### TEXT UNDER STUDY
Bittelman was active in the Jewish Socialist Federation of the Socialist Party of America from 1915. A committed Marxist and revolutionary, Bittelman was an adherent of the Left Wing Section of the Socialist Party when it emerged early in 1919. In September of that year, he was a founding member of the Communist Party of America (CPA) and editor of the Yiddish-language newspaper, Der Kampf (The Struggle).

At the convention in Chicago that founded the CPA, Bittelman was one of the nine members of the committee that wrote the program for the organization. He was a member of the governing Central Executive Committee of the Jewish Communist Federation from 1919 to 1920 and was elected a member of the Central Executive Committee of the CPA and its Executive Council in 1920. His most commonly used underground party name during this period was "A. Raphael." Bittelman also variously used the pseudonyms "Gabriel," "Williams," "Percy," "Ralph Barnes," and "Lentrov" in various circumstances.

According to the U.S. Department of Justice in 1948, Bittelman maintained as many as 14 aliases up to that time.

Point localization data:
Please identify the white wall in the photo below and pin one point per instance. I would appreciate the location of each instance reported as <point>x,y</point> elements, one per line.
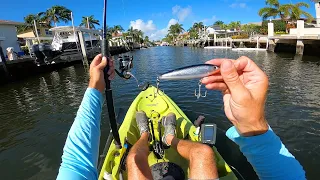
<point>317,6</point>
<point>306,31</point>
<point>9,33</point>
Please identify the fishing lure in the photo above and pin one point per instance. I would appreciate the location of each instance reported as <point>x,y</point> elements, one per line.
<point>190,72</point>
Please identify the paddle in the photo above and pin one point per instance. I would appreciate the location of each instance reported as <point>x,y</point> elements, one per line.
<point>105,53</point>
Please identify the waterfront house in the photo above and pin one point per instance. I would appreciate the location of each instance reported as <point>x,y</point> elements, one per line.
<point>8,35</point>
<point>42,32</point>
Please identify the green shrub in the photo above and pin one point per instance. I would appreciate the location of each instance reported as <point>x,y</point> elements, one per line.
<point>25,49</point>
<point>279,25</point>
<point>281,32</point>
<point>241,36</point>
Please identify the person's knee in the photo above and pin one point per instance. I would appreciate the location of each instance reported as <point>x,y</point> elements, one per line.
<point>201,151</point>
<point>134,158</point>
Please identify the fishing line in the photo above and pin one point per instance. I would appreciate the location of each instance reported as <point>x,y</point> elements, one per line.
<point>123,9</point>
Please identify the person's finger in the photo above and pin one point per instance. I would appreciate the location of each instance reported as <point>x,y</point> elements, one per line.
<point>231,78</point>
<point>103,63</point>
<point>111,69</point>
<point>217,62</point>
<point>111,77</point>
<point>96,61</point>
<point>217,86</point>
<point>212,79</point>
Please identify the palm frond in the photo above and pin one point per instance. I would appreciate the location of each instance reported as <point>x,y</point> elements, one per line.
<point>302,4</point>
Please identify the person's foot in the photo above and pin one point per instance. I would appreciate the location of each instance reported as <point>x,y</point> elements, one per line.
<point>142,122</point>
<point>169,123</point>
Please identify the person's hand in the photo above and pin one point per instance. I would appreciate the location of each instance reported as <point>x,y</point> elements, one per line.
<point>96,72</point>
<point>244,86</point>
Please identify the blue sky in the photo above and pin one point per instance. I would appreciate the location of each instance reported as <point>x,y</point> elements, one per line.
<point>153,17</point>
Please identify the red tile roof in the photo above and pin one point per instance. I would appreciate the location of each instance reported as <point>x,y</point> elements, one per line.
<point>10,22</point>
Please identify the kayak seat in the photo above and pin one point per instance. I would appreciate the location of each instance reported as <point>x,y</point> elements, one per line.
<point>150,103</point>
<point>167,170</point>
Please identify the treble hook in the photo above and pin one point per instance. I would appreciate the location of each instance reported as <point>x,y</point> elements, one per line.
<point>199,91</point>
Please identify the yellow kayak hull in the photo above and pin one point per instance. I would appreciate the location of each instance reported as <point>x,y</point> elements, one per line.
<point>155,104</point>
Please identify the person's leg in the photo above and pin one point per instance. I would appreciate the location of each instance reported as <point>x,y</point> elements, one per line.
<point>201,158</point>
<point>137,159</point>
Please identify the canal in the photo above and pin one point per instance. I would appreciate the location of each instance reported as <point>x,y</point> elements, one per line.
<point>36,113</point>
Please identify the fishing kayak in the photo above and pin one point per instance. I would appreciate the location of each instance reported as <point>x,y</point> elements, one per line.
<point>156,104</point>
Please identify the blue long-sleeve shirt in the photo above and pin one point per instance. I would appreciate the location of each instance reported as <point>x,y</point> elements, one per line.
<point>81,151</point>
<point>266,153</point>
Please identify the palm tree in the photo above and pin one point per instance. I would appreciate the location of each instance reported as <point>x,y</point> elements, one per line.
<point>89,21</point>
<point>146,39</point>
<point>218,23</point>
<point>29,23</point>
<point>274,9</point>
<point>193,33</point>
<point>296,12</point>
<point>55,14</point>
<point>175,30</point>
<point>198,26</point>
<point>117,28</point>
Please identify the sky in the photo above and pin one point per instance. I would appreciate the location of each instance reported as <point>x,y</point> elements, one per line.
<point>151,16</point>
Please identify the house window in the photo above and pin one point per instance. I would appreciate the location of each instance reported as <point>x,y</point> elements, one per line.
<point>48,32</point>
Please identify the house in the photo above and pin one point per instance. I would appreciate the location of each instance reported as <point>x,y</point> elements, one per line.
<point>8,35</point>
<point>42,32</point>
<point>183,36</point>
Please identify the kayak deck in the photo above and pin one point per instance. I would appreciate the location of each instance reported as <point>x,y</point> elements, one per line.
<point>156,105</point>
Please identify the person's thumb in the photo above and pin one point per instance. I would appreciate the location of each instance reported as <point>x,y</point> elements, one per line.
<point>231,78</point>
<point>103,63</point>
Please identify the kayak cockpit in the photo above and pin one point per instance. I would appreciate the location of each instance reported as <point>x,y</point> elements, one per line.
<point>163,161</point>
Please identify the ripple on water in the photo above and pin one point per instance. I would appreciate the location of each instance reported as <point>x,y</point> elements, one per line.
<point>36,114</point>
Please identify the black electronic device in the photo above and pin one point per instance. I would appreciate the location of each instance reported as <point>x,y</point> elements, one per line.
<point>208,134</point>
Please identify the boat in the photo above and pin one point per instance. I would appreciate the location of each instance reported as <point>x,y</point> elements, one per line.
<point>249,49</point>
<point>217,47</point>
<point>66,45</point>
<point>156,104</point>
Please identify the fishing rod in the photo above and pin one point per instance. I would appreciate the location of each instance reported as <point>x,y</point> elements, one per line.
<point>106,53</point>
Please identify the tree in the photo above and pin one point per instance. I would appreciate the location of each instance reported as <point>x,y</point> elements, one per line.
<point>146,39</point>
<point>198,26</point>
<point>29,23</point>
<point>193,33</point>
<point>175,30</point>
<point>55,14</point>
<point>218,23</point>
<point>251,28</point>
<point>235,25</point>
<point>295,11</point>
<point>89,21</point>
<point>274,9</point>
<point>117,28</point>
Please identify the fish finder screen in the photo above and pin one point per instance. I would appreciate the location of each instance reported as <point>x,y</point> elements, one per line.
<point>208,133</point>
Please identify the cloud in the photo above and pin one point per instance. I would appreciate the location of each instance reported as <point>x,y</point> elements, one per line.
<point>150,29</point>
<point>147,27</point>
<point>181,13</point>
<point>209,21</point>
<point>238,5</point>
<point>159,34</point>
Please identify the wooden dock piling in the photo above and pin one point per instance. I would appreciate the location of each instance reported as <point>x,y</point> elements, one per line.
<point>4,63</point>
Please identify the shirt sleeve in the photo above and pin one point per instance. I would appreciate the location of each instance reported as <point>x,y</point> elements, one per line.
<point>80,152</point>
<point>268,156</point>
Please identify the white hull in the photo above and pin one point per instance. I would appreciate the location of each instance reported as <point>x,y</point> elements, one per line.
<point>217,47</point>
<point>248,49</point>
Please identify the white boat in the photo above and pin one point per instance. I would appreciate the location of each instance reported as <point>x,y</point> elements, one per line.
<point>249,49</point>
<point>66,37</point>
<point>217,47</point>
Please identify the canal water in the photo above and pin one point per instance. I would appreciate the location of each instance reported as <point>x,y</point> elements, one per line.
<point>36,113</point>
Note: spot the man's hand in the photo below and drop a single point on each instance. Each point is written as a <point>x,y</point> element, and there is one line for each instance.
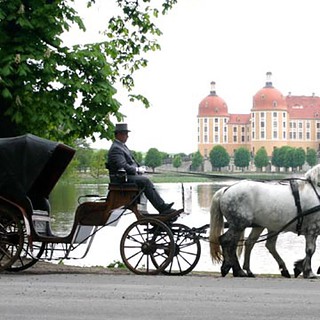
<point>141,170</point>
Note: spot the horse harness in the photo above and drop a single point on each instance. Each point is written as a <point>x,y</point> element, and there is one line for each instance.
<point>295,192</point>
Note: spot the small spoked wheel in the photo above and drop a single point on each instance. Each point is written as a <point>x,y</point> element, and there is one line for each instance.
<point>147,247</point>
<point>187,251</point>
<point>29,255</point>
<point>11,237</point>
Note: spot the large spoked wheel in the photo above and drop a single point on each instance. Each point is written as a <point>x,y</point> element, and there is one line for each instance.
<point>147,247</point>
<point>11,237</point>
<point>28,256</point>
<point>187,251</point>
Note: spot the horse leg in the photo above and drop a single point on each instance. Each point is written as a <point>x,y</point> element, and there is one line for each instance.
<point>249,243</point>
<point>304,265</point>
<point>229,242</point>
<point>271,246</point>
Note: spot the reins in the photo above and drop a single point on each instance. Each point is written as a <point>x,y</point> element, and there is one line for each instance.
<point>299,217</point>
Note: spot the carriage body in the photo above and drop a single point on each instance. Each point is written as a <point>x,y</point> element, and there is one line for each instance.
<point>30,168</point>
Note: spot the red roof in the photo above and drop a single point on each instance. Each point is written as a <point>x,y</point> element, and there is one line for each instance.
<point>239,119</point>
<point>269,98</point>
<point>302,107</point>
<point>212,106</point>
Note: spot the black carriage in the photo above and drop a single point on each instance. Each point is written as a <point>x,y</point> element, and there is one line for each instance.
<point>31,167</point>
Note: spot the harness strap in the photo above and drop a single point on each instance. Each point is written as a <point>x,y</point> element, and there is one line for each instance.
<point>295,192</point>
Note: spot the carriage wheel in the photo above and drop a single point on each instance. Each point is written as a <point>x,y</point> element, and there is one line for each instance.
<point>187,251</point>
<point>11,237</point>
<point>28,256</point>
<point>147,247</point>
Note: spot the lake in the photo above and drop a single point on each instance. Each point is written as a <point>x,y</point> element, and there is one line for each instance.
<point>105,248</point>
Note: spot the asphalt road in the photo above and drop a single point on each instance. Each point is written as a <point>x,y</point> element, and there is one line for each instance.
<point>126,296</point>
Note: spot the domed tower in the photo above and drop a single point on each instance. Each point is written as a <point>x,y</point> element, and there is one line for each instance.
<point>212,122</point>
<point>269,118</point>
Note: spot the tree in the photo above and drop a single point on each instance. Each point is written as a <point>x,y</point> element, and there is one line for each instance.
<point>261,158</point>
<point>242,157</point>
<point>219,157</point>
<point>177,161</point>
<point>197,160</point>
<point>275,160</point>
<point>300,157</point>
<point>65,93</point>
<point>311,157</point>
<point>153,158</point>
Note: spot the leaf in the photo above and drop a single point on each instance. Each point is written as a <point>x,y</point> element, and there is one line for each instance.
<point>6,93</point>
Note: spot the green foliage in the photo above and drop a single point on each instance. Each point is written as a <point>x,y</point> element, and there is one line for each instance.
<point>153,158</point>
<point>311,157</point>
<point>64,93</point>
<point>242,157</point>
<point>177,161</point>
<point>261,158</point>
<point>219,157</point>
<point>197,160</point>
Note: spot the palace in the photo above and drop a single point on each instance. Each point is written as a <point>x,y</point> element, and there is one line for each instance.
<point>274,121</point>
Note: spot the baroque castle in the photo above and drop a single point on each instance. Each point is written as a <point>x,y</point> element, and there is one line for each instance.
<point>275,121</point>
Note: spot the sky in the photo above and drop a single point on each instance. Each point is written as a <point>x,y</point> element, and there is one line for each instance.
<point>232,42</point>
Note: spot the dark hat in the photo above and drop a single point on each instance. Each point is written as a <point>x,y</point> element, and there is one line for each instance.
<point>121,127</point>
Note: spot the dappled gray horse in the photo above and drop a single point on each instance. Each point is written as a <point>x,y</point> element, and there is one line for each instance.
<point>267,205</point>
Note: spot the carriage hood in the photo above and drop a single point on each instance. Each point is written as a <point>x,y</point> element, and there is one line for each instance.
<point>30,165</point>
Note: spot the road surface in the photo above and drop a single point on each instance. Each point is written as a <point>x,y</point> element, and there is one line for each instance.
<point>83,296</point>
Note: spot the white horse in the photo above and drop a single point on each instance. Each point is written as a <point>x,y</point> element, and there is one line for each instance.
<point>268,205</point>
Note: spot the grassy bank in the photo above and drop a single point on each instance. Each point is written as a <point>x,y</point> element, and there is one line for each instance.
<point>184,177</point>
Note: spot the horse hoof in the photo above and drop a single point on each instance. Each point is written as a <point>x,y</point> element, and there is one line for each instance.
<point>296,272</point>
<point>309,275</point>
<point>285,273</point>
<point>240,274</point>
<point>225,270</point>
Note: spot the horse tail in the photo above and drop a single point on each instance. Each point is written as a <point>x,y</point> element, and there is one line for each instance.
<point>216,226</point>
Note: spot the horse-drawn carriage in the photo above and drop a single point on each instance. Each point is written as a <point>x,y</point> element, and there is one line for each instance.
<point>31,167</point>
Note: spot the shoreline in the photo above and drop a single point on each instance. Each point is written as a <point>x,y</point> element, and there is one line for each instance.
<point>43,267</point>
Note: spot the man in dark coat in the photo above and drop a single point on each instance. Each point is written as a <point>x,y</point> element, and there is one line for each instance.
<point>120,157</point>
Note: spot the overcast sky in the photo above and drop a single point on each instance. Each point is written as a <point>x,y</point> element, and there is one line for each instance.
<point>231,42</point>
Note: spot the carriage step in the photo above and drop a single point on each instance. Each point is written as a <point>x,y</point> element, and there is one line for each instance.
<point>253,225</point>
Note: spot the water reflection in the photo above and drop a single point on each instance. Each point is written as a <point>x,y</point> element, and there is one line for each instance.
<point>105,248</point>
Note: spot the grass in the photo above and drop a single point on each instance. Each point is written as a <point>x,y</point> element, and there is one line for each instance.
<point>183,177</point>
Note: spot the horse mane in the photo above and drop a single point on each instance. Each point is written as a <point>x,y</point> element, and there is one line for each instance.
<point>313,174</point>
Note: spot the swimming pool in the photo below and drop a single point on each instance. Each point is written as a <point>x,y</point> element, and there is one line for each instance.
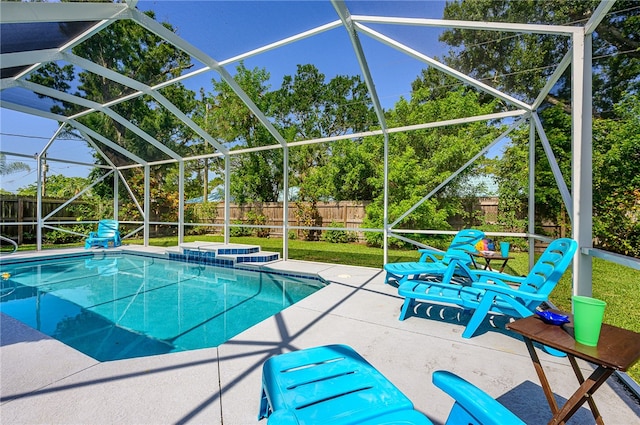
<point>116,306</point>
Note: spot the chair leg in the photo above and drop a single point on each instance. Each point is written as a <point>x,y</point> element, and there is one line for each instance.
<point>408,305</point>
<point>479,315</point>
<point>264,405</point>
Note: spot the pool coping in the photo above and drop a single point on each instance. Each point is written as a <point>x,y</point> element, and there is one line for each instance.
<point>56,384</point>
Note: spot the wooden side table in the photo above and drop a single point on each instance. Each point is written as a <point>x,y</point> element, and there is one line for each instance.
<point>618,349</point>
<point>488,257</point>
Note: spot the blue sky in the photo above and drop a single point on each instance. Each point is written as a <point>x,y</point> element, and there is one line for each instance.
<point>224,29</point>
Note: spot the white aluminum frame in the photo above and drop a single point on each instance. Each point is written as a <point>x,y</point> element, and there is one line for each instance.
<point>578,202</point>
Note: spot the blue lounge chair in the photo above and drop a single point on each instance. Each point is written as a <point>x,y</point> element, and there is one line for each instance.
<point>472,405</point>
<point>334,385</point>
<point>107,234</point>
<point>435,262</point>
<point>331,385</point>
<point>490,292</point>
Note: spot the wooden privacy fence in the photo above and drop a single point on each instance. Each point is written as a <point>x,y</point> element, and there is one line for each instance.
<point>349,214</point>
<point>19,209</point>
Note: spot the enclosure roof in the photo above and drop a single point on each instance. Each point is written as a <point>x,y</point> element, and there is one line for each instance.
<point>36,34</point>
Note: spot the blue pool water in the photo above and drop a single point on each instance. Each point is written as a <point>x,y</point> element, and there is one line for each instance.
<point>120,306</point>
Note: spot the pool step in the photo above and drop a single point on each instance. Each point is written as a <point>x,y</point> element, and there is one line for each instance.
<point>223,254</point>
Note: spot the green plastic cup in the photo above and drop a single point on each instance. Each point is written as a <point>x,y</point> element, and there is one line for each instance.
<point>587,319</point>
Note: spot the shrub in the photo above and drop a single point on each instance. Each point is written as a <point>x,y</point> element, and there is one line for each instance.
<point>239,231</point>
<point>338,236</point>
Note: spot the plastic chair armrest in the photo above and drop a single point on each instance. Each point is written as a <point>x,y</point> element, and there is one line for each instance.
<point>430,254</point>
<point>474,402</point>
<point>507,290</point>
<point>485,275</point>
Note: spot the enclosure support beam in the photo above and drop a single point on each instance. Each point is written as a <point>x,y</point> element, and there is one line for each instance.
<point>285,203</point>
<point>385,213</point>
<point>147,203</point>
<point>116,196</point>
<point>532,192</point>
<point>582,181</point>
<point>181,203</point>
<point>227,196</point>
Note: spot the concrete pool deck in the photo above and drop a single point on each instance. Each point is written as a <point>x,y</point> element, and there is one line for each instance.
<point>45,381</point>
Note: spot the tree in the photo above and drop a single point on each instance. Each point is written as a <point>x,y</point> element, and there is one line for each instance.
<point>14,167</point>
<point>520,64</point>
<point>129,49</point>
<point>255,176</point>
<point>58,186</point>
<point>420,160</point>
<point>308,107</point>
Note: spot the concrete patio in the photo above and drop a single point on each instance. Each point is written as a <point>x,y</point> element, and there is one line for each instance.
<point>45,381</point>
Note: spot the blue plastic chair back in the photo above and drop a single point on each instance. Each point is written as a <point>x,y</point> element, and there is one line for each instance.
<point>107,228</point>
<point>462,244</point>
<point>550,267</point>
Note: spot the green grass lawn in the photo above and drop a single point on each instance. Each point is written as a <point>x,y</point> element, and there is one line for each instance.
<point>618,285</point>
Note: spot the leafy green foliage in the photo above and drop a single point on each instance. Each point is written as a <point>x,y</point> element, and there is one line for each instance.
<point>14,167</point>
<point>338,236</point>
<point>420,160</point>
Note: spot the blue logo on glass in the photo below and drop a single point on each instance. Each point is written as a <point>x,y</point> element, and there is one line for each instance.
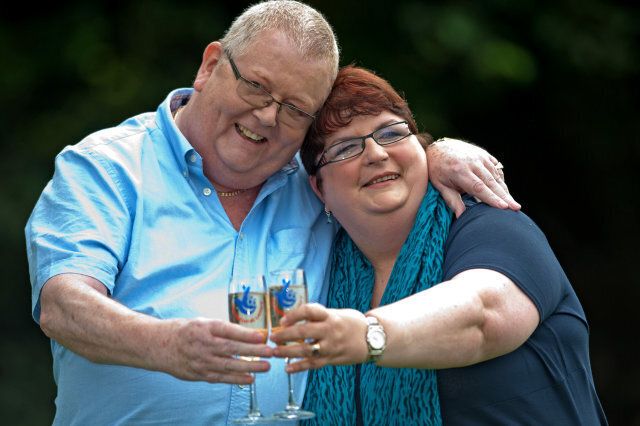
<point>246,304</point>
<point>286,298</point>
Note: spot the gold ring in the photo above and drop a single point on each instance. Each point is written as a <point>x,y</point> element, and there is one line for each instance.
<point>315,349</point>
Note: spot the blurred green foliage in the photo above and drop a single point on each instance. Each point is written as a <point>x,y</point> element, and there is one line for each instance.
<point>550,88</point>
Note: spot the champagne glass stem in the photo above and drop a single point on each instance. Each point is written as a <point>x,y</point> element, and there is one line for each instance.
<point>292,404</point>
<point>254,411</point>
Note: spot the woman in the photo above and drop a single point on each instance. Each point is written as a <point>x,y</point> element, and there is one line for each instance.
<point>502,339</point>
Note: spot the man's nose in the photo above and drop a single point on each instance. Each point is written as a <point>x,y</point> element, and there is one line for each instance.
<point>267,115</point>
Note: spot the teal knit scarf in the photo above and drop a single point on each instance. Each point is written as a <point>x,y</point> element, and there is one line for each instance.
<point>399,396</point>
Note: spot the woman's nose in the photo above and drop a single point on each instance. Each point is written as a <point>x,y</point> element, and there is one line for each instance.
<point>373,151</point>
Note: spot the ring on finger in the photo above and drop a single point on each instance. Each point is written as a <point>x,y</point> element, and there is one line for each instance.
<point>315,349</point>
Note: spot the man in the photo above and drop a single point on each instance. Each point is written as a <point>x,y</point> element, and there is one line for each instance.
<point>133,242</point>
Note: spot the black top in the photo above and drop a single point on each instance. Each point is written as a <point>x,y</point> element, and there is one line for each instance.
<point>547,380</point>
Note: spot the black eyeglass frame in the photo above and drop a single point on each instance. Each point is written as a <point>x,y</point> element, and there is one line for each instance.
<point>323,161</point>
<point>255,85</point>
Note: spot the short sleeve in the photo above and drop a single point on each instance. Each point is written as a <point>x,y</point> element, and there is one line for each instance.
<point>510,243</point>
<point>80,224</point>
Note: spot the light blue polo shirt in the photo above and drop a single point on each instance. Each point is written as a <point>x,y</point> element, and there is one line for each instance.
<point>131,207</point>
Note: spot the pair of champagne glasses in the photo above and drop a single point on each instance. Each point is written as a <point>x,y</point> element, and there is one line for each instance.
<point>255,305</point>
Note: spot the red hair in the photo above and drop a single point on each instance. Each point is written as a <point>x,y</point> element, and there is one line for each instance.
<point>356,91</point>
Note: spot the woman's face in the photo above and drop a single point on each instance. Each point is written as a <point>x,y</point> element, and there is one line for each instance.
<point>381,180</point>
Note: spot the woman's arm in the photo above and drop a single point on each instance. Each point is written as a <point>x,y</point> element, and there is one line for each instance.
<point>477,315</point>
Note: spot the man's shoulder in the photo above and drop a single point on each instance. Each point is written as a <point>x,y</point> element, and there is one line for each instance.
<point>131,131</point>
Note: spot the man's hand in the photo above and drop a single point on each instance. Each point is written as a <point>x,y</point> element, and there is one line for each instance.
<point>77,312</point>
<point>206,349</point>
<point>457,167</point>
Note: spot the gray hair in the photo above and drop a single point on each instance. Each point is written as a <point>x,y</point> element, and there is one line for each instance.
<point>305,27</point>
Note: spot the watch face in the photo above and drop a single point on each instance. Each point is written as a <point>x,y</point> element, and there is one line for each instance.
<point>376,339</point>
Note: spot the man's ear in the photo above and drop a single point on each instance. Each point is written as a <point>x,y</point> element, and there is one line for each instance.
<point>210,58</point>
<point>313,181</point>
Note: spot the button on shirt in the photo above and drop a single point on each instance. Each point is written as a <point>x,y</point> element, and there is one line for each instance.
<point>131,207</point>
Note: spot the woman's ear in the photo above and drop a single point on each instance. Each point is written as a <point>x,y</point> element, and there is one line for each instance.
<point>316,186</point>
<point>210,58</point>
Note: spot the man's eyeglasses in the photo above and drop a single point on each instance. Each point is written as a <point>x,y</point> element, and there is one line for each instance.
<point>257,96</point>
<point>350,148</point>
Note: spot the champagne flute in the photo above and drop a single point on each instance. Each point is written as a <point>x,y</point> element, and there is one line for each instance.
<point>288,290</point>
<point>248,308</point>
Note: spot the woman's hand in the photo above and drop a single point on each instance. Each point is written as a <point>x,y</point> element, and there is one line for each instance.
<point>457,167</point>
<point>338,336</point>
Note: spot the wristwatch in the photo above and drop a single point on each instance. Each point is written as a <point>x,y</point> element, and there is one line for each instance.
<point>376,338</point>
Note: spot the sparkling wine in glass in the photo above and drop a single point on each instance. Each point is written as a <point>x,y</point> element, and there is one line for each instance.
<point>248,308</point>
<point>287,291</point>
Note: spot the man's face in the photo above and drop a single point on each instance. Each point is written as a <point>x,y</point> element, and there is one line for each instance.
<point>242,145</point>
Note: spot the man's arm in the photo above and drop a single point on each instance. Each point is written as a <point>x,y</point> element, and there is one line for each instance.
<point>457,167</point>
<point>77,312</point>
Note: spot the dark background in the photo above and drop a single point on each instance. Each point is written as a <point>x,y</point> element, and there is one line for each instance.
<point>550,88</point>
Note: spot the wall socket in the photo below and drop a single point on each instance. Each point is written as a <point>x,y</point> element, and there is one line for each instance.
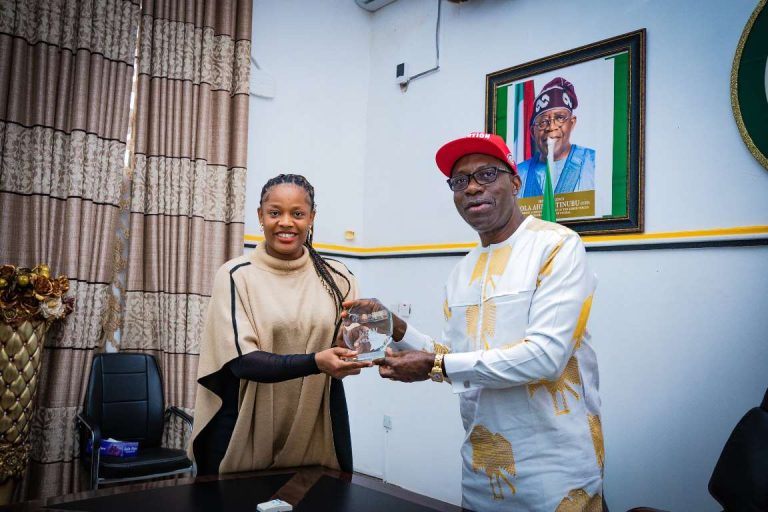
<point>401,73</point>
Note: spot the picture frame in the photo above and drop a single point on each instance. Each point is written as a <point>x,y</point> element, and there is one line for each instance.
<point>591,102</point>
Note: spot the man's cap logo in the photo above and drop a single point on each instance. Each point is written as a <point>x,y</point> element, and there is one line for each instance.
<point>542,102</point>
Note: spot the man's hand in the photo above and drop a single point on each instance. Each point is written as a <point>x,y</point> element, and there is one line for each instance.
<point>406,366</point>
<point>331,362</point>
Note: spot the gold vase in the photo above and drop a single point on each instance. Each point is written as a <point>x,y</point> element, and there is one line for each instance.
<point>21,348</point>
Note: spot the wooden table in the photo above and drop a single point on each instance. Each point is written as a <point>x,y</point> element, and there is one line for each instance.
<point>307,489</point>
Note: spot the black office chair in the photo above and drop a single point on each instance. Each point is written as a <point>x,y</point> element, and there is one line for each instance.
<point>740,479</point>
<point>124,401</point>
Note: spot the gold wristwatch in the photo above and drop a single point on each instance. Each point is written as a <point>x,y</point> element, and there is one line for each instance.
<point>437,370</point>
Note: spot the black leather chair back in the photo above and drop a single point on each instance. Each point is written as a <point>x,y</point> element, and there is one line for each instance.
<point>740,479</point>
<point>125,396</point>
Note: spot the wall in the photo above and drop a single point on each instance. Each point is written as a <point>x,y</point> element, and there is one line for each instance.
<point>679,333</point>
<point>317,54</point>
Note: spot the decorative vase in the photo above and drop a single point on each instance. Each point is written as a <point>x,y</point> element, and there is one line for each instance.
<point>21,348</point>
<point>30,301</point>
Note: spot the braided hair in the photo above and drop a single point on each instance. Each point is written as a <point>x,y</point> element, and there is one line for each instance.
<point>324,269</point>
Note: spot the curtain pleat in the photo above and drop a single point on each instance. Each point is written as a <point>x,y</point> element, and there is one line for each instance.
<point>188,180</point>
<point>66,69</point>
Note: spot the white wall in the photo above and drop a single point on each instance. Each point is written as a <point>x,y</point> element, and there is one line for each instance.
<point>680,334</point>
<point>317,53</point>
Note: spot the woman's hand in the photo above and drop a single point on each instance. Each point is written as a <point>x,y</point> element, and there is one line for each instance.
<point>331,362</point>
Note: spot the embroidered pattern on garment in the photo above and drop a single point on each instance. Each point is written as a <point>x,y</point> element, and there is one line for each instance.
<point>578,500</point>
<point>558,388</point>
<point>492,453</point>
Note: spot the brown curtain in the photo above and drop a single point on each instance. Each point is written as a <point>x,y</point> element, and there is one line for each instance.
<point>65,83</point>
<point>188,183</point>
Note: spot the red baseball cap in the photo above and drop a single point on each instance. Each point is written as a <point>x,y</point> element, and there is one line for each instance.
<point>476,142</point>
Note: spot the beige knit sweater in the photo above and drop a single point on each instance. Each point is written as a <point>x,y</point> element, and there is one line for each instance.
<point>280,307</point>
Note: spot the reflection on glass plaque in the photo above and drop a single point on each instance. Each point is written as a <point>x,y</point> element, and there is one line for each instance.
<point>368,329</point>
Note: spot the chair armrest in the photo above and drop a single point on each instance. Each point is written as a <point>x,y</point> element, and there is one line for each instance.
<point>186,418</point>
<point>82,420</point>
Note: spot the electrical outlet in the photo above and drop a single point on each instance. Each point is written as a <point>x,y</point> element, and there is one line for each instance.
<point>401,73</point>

### QUESTIONS ON THE MATERIAL
[1] In the passage on Bittelman, what underground party name did he most commonly use during this period?
[2] Reproduce the part of the passage on Bittelman starting with "At the convention" and going on through "in various circumstances.".

### SOLVED TASKS
[1] "A. Raphael"

[2]
At the convention in Chicago that founded the CPA, Bittelman was one of the nine members of the committee that wrote the program for the organization. He was a member of the governing Central Executive Committee of the Jewish Communist Federation from 1919 to 1920 and was elected a member of the Central Executive Committee of the CPA and its Executive Council in 1920. His most commonly used underground party name during this period was "A. Raphael." Bittelman also variously used the pseudonyms "Gabriel," "Williams," "Percy," "Ralph Barnes," and "Lentrov" in various circumstances.